[TASK REQUIREMENTS]
Arrange every line of the material below as a numbered list, omitting the blank lines.
--- Start PROVIDED MATERIAL ---
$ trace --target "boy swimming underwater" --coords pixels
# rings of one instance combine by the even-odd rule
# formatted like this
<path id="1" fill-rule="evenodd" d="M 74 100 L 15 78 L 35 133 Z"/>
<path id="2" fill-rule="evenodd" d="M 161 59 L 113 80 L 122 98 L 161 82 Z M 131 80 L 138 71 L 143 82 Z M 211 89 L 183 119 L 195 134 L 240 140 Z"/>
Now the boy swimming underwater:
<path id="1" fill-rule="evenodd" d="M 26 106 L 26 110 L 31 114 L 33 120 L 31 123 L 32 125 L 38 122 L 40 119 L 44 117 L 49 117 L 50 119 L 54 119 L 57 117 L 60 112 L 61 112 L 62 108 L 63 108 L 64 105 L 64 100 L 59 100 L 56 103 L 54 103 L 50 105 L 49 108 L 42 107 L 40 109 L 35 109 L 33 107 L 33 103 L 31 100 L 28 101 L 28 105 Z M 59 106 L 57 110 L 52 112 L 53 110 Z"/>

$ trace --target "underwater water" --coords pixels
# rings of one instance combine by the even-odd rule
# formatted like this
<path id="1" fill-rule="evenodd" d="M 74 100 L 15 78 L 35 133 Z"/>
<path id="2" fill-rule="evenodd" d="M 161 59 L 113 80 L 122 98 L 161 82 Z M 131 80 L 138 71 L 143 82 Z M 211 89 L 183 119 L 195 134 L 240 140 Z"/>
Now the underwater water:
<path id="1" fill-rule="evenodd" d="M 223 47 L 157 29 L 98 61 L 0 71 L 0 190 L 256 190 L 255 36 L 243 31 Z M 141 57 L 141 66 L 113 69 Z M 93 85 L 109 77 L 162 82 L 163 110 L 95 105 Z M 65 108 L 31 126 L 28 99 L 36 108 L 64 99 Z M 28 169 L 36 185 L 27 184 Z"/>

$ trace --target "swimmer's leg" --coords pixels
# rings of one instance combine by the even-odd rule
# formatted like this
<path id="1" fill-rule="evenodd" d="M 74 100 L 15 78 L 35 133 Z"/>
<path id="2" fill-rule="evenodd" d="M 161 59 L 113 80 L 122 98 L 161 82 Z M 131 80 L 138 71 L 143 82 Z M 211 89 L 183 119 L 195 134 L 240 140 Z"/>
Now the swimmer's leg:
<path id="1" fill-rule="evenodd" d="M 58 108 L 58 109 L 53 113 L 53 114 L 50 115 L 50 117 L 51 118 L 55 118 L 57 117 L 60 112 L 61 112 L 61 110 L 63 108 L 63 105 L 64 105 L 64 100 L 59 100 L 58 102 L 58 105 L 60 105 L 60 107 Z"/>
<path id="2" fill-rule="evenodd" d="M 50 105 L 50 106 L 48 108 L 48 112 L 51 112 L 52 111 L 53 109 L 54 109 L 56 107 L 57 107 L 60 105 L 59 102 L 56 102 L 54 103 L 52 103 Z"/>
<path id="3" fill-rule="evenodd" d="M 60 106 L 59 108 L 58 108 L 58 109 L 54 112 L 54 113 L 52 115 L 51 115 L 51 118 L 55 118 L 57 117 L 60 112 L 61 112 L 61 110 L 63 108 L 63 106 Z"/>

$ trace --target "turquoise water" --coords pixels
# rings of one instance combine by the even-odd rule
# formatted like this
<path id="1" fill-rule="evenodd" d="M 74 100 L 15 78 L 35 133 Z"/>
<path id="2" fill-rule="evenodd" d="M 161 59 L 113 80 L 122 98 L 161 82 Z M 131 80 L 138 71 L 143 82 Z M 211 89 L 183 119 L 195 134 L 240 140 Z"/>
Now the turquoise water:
--- End PROVIDED MATERIAL ---
[RIGHT ANSWER]
1. $ trace --target "boy swimming underwater" --coords pixels
2. # rings of one instance combine by the even-odd rule
3. # formatted like this
4. <path id="1" fill-rule="evenodd" d="M 74 100 L 15 78 L 35 133 Z"/>
5. <path id="2" fill-rule="evenodd" d="M 161 59 L 113 80 L 122 98 L 161 82 Z M 131 80 L 138 71 L 143 82 Z M 211 89 L 183 119 L 195 134 L 240 140 Z"/>
6. Now the boy swimming underwater:
7. <path id="1" fill-rule="evenodd" d="M 26 106 L 26 110 L 31 114 L 33 120 L 31 123 L 32 125 L 38 122 L 40 119 L 44 117 L 49 117 L 50 119 L 54 119 L 57 117 L 60 112 L 61 112 L 62 108 L 63 108 L 64 105 L 64 100 L 59 100 L 56 103 L 54 103 L 50 105 L 49 108 L 42 107 L 40 109 L 35 109 L 33 107 L 33 103 L 31 100 L 28 101 L 28 105 Z M 59 106 L 57 110 L 52 112 L 53 110 Z"/>
8. $ trace --target "underwater water" --coords pixels
9. # rings of one instance combine by the even-odd rule
10. # formatted like this
11. <path id="1" fill-rule="evenodd" d="M 74 100 L 15 78 L 35 133 Z"/>
12. <path id="2" fill-rule="evenodd" d="M 161 59 L 113 80 L 122 98 L 161 82 Z M 131 80 L 138 71 L 143 82 Z M 211 89 L 183 119 L 195 134 L 240 140 Z"/>
13. Now the underwater water:
14. <path id="1" fill-rule="evenodd" d="M 223 47 L 157 29 L 98 61 L 0 71 L 0 190 L 256 190 L 255 36 L 243 31 Z M 141 57 L 141 66 L 113 69 Z M 93 85 L 109 77 L 162 82 L 163 110 L 95 105 Z M 65 108 L 31 126 L 28 99 L 36 108 L 64 99 Z M 28 169 L 36 185 L 27 184 Z"/>
15. $ trace --target "swimmer's leg" --coords pixels
16. # rings of one instance combine by the even-odd rule
17. # formatted like this
18. <path id="1" fill-rule="evenodd" d="M 74 100 L 15 78 L 35 133 Z"/>
19. <path id="2" fill-rule="evenodd" d="M 161 59 L 113 80 L 122 98 L 161 82 Z M 131 80 L 138 71 L 143 82 Z M 211 89 L 183 119 L 195 134 L 240 140 Z"/>
20. Now the swimmer's leg:
21. <path id="1" fill-rule="evenodd" d="M 58 108 L 58 109 L 53 113 L 53 114 L 50 115 L 50 117 L 51 118 L 55 118 L 57 117 L 60 112 L 61 112 L 61 110 L 63 108 L 63 105 L 64 105 L 64 100 L 59 100 L 58 102 L 58 105 L 60 105 L 60 107 Z"/>
22. <path id="2" fill-rule="evenodd" d="M 50 105 L 50 106 L 48 108 L 48 112 L 51 112 L 52 111 L 53 109 L 54 109 L 56 107 L 57 107 L 60 105 L 59 102 L 56 102 L 54 103 L 52 103 Z"/>
23. <path id="3" fill-rule="evenodd" d="M 60 106 L 59 108 L 58 108 L 58 109 L 54 112 L 54 113 L 52 115 L 51 115 L 51 118 L 55 118 L 57 117 L 60 112 L 61 112 L 61 110 L 63 108 L 63 106 Z"/>
24. $ trace --target "turquoise water" --coords pixels
25. # rings of one instance combine by the even-odd rule
26. # formatted like this
27. <path id="1" fill-rule="evenodd" d="M 74 100 L 15 78 L 35 133 Z"/>
28. <path id="2" fill-rule="evenodd" d="M 161 59 L 113 80 L 122 98 L 161 82 Z M 131 80 L 138 71 L 143 82 Z M 211 89 L 183 119 L 195 134 L 240 140 Z"/>
29. Now the turquoise water:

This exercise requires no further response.